Julieta
di Pedro Almodovar.
con Adriana Ugarte, Emma Suarez, Rossy De Palma
Spagna, 2016
genere, melò
durata, 96'
di Pedro Almodovar.
con Adriana Ugarte, Emma Suarez, Rossy De Palma
Spagna, 2016
genere, melò
durata, 96'
Film, letteratura, arte,
design, moda, musica e molto altro trova
posto nel pantheon
cinematografico di Pedro Almodovar. Ma a pensare bene se c’è una cosa che non
manca mai nei fotogrammi del regista spagnolo è proprio la vita; quella degli
altri e soprattutto la sua, riversata sullo schermo assecondando ricordi e
stati d’animo che abbiamo imparato a condividere attraverso le protagoniste
delle sue storie. E il fatto che ognuna delle sue chicas sia la rappresentazione del modo di essere
dell’autore più che il ritratto di un personaggio vero e proprio trova conferma
nella sproporzione tra la complessità emotiva di Julieta, la protagonista da
cui il film prende il nome e, per contro, la flebile consistenza del materiale
narrativo, ricavato mettendo insieme tre racconti delle scrittrice Alice Munro.

__Consegna A__: Conta le righe che contengono la stringa "target", distinguendo tra maiuscole e minuscole, e scrivi soltanto il numero.

__Dati forniti__:

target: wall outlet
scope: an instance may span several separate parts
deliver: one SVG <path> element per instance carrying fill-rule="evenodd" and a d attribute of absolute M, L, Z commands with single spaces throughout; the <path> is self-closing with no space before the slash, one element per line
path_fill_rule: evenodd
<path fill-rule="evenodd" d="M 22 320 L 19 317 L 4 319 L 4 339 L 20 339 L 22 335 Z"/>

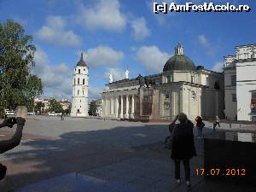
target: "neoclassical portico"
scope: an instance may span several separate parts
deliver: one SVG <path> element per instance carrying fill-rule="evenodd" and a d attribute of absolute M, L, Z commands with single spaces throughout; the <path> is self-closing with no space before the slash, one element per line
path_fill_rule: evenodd
<path fill-rule="evenodd" d="M 138 94 L 137 88 L 105 90 L 102 93 L 103 117 L 134 119 L 135 100 Z"/>
<path fill-rule="evenodd" d="M 172 119 L 183 112 L 190 119 L 222 117 L 224 76 L 195 67 L 181 44 L 158 74 L 109 81 L 102 92 L 102 116 L 138 120 Z"/>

__Consegna B__:
Rispondi alle seguenti domande sul testo proposto:
(i) In quale paese e in quale anno è stato realizzato il film?
(ii) Quanto dura il film?
(iii) Da quanti racconti, e di quale scrittrice, è ricavato il materiale narrativo?

__Risposta A__: 2

__Risposta B__:
(i) Spagna, 2016.
(ii) 96'.
(iii) Da tre racconti della scrittrice Alice Munro.